### WORK INSTRUCTIONS
State how many lines in the items that follow contain the word "below", with case counting. Reply with the number alone.

### MATERIAL TO PROCESS
** Start **

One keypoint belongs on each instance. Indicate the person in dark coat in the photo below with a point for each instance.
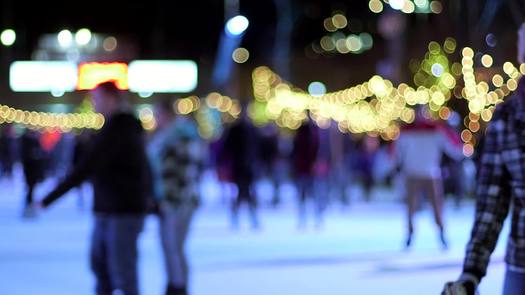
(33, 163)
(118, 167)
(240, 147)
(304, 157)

** End **
** Start **

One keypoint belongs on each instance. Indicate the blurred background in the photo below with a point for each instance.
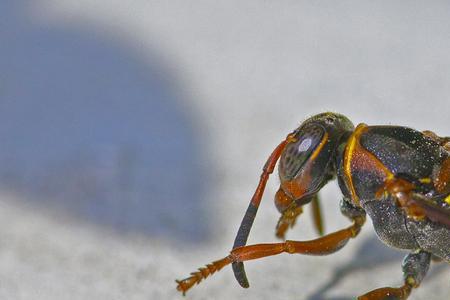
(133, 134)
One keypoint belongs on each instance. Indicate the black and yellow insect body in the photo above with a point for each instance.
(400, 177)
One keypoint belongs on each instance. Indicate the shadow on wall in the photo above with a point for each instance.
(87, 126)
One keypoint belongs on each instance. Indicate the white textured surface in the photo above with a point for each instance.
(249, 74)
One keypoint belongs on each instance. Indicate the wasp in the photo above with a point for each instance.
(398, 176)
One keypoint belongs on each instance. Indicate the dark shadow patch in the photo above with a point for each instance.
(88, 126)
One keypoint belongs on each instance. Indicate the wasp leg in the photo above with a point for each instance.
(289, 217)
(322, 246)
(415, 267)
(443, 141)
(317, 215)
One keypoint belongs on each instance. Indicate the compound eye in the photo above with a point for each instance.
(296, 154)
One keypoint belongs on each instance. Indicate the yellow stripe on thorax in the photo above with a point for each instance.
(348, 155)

** End **

### PROBLEM SOLUTION
2